### PROBLEM DESCRIPTION
Could you give the squash post again, starting with "The one thing" and going on through "40-plus minutes stirring?", but change "olive oil" to "melted butter"?

### EXCERPTED PASSAGE
▽

I Heart Squash

Squash, how I love thee.. Let me count the ways! Seriously, squash is one of my favorite things about fall. It comes in many shapes and sizes, has tons of nutritional benefits and can be baked lots of different ways.

I picked up some acorn squash and made this hodgepodge dish with kidney beans, diced tomatoes and zucchinni.

The one thing I dislike about squash is cutting and cleaning it. It is such a pain, but the end result makes it all worth it. I kept the flavors simple and just brushed the acorn squash with olive oil, salt and pepper. To roast the squash, I heated the oven to 400, lined a baking sheet with foil and placed the squash cut-side down on the sheet. It baked for about 45 minutes. While the squash was baking, the rest of the ingredients were simmering on the stove.

My abosolute favorite squash is butternut and combined with one of my favorite dishes, you have butternut risotto. Not the healthiest dish, but much better than some of the heavy cream, butter laden risotto recipes that are out there. Did you know you can make it in a pressure cooker and not stand at the stove for 40-plus minutes stirring?

△

### Dataset excerpt
▽

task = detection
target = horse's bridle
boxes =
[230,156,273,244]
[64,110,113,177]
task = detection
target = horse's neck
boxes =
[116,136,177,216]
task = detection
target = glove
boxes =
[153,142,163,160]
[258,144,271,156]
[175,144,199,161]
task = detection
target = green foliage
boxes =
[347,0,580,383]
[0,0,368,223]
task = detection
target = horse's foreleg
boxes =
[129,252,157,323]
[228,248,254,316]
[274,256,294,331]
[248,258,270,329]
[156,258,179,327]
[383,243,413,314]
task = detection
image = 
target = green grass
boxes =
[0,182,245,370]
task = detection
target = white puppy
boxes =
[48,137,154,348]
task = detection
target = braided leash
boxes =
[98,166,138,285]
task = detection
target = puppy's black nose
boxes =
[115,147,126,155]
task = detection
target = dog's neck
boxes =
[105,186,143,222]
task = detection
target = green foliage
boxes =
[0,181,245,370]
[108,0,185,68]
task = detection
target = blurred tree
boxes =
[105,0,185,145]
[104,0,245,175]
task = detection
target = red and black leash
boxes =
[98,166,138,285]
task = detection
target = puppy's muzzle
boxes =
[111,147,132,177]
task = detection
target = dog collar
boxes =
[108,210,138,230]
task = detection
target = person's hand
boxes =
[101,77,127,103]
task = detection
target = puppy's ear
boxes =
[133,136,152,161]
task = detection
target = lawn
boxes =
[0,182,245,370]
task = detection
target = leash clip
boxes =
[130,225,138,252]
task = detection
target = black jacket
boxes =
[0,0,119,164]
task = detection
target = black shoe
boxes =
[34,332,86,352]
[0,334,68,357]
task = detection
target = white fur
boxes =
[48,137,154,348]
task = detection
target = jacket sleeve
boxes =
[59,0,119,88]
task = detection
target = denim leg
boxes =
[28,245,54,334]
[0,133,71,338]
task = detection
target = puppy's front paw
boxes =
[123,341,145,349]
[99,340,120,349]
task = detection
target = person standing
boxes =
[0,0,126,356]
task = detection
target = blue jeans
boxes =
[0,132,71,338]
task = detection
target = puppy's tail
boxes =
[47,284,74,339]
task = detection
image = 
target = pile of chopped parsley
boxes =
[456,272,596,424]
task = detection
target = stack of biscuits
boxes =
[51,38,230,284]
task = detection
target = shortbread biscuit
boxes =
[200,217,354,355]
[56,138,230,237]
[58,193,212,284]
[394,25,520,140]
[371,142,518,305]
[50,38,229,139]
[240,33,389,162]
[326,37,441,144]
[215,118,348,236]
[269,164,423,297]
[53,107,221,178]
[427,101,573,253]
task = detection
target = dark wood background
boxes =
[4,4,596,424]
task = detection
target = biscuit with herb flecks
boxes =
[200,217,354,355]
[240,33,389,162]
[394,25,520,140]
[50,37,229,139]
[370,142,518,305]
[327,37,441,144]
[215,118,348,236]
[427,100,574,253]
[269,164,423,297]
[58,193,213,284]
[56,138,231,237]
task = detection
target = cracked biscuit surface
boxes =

△

### REPLY
The one thing I dislike about squash is cutting and cleaning it. It is such a pain, but the end result makes it all worth it. I kept the flavors simple and just brushed the acorn squash with melted butter, salt and pepper. To roast the squash, I heated the oven to 400, lined a baking sheet with foil and placed the squash cut-side down on the sheet. It baked for about 45 minutes. While the squash was baking, the rest of the ingredients were simmering on the stove.

My abosolute favorite squash is butternut and combined with one of my favorite dishes, you have butternut risotto. Not the healthiest dish, but much better than some of the heavy cream, butter laden risotto recipes that are out there. Did you know you can make it in a pressure cooker and not stand at the stove for 40-plus minutes stirring?